<<<<

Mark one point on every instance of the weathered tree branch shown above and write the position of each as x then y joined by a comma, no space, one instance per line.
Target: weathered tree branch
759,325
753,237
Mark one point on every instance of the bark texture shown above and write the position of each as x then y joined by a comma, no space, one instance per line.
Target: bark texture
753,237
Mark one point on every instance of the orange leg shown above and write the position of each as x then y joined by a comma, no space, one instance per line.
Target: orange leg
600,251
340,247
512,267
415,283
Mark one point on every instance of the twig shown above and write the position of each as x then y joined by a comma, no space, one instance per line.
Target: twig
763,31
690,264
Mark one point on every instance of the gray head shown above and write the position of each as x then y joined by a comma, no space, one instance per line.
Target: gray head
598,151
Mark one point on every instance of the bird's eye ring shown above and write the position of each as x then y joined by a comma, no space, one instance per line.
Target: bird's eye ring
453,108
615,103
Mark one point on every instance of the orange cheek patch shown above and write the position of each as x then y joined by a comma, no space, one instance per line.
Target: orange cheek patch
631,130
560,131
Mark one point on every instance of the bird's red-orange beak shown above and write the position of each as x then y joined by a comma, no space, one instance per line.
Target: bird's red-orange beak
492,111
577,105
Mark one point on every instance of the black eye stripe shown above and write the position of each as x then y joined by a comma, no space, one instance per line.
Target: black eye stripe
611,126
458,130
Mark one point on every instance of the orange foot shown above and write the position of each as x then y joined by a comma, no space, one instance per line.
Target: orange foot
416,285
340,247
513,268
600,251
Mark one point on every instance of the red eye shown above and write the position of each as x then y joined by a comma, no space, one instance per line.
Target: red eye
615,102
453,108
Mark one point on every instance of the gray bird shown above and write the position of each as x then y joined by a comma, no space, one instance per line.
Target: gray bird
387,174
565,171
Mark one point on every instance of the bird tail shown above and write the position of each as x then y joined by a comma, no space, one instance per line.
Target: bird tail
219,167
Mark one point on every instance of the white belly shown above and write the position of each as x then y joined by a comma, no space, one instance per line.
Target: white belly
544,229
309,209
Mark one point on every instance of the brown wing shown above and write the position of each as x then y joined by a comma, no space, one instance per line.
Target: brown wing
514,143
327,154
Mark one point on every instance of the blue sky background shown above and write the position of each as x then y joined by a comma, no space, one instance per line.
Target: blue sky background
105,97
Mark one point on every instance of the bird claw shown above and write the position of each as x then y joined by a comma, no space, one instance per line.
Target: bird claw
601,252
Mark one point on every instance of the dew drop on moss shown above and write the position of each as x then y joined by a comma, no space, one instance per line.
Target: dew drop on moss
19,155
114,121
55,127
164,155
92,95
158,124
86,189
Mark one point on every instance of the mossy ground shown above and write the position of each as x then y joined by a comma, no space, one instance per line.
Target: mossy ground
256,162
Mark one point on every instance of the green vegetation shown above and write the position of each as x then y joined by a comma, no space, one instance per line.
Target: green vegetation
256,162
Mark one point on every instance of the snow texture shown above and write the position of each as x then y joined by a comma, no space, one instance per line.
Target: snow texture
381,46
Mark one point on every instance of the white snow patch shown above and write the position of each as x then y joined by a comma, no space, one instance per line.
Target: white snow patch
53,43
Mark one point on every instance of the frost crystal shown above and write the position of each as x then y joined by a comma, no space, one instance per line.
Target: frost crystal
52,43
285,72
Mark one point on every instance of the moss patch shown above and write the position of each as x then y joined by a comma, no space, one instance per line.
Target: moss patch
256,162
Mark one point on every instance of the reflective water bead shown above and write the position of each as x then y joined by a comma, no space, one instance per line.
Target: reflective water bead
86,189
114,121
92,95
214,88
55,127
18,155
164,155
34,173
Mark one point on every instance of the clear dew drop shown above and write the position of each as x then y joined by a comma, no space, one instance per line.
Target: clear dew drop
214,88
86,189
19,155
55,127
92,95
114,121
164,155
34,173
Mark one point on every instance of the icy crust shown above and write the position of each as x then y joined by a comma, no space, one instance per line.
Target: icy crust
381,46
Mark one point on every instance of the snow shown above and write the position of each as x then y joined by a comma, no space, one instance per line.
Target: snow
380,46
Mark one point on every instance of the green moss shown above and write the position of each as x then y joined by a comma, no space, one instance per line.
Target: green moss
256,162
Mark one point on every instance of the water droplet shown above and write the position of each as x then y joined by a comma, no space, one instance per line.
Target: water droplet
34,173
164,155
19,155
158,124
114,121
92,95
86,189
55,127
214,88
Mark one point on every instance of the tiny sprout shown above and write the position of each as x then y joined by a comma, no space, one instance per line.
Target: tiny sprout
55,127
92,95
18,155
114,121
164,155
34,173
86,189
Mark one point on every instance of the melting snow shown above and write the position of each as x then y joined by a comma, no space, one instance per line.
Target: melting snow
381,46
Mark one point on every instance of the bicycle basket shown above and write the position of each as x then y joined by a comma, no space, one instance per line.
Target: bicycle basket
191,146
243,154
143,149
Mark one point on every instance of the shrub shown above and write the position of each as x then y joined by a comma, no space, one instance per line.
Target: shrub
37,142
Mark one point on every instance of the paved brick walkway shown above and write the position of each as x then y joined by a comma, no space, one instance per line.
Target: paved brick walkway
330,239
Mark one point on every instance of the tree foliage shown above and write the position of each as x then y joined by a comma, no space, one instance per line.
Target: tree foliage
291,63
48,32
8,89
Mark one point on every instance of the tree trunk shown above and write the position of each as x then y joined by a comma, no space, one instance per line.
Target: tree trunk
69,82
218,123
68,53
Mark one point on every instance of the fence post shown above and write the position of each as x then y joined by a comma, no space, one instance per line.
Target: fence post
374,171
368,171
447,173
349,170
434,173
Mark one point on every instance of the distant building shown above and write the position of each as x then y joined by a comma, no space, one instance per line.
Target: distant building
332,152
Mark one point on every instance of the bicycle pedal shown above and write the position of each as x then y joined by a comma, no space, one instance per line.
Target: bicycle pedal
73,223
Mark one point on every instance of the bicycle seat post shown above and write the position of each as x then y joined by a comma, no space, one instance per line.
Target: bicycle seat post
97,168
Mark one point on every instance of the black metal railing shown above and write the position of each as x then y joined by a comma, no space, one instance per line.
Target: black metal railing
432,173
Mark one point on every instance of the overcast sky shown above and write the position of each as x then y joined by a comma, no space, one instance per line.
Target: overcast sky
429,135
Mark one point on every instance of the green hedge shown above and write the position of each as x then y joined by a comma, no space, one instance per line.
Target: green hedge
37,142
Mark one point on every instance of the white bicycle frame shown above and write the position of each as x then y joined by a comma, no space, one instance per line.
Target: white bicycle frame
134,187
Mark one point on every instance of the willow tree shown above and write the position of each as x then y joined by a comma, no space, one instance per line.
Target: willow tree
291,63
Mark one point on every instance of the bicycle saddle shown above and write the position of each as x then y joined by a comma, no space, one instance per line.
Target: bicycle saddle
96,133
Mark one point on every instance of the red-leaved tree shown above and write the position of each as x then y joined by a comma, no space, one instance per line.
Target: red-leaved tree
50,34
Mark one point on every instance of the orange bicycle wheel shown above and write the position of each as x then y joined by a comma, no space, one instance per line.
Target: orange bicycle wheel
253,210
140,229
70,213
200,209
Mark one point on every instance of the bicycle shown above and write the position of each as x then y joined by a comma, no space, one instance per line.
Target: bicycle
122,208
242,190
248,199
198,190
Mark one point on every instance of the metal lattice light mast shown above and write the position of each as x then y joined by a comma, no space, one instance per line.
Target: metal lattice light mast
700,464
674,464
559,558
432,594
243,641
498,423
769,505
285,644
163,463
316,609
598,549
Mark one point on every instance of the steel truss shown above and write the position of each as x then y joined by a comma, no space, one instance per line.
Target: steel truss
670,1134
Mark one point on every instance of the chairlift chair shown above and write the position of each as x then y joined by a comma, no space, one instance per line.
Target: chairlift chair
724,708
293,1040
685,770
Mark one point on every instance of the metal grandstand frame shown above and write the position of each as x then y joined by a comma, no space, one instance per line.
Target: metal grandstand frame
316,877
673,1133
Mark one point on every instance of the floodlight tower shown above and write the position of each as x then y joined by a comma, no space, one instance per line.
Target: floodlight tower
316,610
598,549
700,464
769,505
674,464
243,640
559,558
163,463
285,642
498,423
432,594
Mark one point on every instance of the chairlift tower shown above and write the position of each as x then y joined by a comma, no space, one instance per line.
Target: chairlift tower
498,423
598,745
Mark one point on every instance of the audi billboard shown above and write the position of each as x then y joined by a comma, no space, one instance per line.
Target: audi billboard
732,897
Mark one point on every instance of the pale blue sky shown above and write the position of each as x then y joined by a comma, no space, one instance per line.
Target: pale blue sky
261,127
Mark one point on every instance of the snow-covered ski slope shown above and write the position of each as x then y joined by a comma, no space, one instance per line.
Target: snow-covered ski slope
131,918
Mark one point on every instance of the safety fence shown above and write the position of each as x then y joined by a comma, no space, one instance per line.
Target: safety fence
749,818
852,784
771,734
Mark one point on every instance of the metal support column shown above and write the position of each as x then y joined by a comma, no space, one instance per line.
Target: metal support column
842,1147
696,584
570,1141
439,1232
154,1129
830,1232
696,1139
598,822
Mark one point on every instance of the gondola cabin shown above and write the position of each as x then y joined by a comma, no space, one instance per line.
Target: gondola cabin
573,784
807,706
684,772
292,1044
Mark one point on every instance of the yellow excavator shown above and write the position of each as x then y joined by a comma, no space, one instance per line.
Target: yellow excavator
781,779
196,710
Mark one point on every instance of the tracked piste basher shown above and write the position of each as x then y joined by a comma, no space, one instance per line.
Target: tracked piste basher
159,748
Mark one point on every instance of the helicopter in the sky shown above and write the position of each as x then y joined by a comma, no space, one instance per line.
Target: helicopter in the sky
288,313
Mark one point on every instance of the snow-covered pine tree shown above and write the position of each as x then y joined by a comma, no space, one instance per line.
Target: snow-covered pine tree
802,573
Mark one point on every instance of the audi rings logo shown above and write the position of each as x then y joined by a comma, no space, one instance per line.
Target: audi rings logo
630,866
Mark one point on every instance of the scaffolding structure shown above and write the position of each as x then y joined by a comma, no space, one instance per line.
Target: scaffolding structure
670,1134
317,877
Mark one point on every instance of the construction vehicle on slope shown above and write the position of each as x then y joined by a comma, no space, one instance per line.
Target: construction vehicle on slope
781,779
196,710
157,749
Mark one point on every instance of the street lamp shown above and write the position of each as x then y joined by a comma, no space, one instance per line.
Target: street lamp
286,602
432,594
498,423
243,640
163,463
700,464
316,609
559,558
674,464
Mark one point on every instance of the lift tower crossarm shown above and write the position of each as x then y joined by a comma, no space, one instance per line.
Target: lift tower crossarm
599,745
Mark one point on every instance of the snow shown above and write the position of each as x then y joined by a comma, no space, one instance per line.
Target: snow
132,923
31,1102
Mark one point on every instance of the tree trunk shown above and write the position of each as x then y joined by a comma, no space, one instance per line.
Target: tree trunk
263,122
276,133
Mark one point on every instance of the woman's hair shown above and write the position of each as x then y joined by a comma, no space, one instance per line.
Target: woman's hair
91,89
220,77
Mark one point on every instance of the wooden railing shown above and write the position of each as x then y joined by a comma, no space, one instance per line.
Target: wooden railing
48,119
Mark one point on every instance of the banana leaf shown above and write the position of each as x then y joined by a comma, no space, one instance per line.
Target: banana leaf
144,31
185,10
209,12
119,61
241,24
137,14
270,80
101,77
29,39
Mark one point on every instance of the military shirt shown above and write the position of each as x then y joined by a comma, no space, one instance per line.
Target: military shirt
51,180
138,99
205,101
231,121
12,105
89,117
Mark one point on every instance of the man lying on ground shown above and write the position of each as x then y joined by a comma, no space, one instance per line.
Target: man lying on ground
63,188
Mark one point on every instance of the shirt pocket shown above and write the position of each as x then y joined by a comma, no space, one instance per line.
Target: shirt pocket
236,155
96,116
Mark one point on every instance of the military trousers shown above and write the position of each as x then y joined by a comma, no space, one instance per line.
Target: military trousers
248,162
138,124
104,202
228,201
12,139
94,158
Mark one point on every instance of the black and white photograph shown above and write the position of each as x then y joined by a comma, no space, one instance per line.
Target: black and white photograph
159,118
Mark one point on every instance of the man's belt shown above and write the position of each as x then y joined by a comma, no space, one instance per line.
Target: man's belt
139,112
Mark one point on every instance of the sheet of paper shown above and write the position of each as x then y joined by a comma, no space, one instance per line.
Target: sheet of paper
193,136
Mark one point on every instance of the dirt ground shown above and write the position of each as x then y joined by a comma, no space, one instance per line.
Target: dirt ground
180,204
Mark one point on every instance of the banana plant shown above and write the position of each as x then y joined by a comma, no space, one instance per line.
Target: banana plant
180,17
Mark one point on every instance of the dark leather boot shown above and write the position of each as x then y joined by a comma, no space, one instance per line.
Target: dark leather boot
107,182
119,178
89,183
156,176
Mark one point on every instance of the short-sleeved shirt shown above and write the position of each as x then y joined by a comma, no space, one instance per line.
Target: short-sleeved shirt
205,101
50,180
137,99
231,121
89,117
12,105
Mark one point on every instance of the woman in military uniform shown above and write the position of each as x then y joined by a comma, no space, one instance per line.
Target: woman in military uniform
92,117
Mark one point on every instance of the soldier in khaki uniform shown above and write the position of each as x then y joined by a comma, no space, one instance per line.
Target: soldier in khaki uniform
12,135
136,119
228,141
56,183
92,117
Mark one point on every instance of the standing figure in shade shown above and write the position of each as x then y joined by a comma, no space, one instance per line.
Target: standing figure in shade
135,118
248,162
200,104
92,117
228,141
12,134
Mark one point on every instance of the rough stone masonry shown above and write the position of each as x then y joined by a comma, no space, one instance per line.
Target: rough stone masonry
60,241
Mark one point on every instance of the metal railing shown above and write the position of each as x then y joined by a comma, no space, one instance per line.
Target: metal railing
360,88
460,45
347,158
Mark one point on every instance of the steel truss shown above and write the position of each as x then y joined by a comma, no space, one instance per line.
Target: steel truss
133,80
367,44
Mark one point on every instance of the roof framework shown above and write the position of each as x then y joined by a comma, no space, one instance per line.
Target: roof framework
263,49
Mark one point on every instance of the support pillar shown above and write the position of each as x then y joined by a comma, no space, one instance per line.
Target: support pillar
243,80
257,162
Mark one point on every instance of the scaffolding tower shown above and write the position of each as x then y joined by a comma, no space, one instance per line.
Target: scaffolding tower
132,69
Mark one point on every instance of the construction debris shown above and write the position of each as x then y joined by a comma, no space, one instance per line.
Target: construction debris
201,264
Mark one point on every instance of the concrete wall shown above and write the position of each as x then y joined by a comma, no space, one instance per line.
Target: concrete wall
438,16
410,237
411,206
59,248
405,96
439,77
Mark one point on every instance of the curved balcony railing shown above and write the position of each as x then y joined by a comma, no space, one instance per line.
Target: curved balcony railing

>>>>

▸ **Your instructions**
Give back exactly the lines running from the line containing "Mark one point on every instance of the roof" through the end of the material above, both included, and nothing beyond them.

▸ **Answer for this exercise**
Mark one point on every instance of the roof framework shown above and write the position of each as x then y joined by a comma, no space, one instance per line.
Target: roof framework
263,49
Mark one point on every instance of the support pillar shown above and write the position of each as x then y joined by a comma, no space, one instance per line.
Target: support pillar
243,80
257,162
Mark one point on every instance of the scaffolding tower shown above and write the position of each as x then y joined by a comma, no space, one instance per line.
Target: scaffolding tower
132,69
Mark one point on every instance of the construction debris shown above and write the position of each as x then y joined by a comma, no space, one instance per line.
Target: construction debris
201,264
Mark one point on every instance of the concrete wall shown above and write the position of each as x then y joined by a comma, no space, one instance per line.
Target: concrete wall
438,16
410,237
411,206
59,248
405,96
439,77
Mark one point on every instance of the curved balcony railing shown above and write the position of each as x then y joined by a comma, no space, one instance per line.
Target: curved balcony railing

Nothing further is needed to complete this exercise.